» DOCUMENT SEGMENT

***

When the health insurance marketplaces open on Sunday, consumers shopping for 2016 coverage may encounter steeper premium increases than last year and more plans that offer no out-of-network coverage.
According to an analysis released Monday evening by the Health and Human Services Department, the cost of the second-lowest silver plan in states using the federal marketplace will rise an average of 7.5 percent for 2016 coverage. Silver plans are the most popular type of marketplace plan. They pay 70 percent of medical costs, on average, leaving consumers to cover 30 percent. And premium tax credits that are available to people with incomes up to 400 percent of the federal poverty level — about $47,000 for one person — are benchmarked to the second-cheapest silver plan.
But the overall increase doesn’t tell the whole story for those shopping for insurance in the individual market — generally people who don’t get coverage through their work. Depending on the market, consumers may see larger or smaller increases or even declines in premiums. Premium changes for the second-lowest cost silver plan ranged from a 13 percent average decrease in Indiana to a 36 percent average increase in Oklahoma.
The consulting firm McKinsey & Company earlier had analyzed premiums reported in 26 states and found that in more than half of the rating areas in those states there will be a new insurer offering the lowest-cost silver plan next year.
“It’s indicative of the price jockeying that’s still going on in the market,” says Erica Coe, co-leader of McKinsey’s Center for U.S. Health System Reform. “If consumers want to have the lowest cost silver plan, they’ll have to shop.”
The open enrollment season for marketplace coverage runs from Nov. 1 through Jan. 31. People who want coverage to begin on Jan. 1 must buy a plan by Dec. 15.
Although most consumers zero in on premiums when comparing plans, next year it could be especially important to pay attention to the network of doctors and hospitals that are part of the plans that they’re considering. There will likely be fewer plans that cover broad networks of providers, says Kathy Hempstead, who directs health insurance coverage issues for the Robert Wood Johnson Foundation. In addition, a growing number of marketplace plans will cover only doctors or hospitals in their provider networks.

***

» THE DATA

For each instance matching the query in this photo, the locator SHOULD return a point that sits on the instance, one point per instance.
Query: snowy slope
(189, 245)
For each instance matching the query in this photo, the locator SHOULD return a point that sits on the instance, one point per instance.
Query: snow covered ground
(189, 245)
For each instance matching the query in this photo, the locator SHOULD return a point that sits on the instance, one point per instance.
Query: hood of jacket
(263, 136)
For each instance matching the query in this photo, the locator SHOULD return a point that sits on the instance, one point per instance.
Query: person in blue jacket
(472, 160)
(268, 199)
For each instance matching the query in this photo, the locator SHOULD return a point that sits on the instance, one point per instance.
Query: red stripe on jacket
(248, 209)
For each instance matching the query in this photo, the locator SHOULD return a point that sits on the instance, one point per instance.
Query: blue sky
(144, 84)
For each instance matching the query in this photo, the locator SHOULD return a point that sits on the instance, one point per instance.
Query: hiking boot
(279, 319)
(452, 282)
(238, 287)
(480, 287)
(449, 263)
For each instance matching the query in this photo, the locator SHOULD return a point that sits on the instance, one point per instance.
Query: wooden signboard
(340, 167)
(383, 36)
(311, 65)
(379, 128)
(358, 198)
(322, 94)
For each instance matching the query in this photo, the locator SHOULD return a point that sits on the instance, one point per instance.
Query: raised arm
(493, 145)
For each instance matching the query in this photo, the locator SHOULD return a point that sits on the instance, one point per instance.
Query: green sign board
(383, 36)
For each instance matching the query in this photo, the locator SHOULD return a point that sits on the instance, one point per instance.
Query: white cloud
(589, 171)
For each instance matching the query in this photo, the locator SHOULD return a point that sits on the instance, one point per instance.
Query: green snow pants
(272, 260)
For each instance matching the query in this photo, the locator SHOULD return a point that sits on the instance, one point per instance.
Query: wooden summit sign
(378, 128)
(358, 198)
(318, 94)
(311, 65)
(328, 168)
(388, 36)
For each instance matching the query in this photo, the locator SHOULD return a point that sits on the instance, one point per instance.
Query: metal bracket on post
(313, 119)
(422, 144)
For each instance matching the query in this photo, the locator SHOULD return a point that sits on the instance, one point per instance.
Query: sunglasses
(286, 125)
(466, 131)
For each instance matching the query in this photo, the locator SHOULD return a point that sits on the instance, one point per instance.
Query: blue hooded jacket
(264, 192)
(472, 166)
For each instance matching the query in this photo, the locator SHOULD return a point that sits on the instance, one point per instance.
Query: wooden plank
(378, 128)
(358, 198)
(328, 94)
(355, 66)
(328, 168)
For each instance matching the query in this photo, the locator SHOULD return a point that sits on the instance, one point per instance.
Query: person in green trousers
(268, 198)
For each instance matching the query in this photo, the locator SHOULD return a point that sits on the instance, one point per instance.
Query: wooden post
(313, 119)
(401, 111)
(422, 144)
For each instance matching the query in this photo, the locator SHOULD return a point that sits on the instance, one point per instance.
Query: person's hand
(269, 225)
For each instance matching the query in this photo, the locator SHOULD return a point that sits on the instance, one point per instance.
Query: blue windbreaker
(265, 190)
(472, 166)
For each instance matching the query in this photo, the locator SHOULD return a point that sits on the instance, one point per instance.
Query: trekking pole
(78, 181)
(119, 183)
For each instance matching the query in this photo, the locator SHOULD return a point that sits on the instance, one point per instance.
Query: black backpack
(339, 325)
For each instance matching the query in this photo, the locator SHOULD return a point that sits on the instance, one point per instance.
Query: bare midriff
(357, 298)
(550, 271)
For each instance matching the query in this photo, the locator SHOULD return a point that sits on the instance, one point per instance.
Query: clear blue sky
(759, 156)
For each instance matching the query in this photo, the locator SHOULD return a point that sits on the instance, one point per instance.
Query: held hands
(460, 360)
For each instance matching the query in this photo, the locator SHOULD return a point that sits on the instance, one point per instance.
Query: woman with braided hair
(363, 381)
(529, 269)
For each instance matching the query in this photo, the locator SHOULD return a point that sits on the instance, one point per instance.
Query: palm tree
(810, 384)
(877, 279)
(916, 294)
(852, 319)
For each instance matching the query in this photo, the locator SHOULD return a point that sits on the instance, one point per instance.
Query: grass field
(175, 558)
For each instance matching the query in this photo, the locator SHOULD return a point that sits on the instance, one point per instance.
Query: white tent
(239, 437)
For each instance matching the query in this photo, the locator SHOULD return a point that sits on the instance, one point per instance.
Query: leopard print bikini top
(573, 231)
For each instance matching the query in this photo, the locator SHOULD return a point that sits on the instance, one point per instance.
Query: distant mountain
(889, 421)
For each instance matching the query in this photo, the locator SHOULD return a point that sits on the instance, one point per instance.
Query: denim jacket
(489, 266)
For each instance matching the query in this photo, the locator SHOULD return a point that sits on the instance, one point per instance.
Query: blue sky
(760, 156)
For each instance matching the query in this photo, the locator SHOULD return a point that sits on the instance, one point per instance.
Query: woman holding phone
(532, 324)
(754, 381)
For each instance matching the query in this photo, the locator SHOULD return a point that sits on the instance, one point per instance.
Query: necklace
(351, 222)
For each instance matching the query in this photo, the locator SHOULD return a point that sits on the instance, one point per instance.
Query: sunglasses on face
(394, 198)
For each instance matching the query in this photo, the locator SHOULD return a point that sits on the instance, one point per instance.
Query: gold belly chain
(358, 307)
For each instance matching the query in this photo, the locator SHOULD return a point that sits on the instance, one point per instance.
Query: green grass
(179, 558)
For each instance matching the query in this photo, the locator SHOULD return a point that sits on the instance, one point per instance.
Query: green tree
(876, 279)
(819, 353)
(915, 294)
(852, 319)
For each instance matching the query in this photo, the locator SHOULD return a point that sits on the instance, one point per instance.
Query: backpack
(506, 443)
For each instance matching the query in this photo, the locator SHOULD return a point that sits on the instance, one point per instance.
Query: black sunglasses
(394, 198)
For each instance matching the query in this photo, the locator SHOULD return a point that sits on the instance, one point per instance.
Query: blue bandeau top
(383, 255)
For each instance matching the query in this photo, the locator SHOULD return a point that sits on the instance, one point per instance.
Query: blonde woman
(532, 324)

***

» THE TASK
In the article on 2016 health insurance marketplace coverage, which state had the largest average premium increase for the second-lowest cost silver plan, and how large was it?

» TASK RESULT
Oklahoma, with a 36 percent average increase.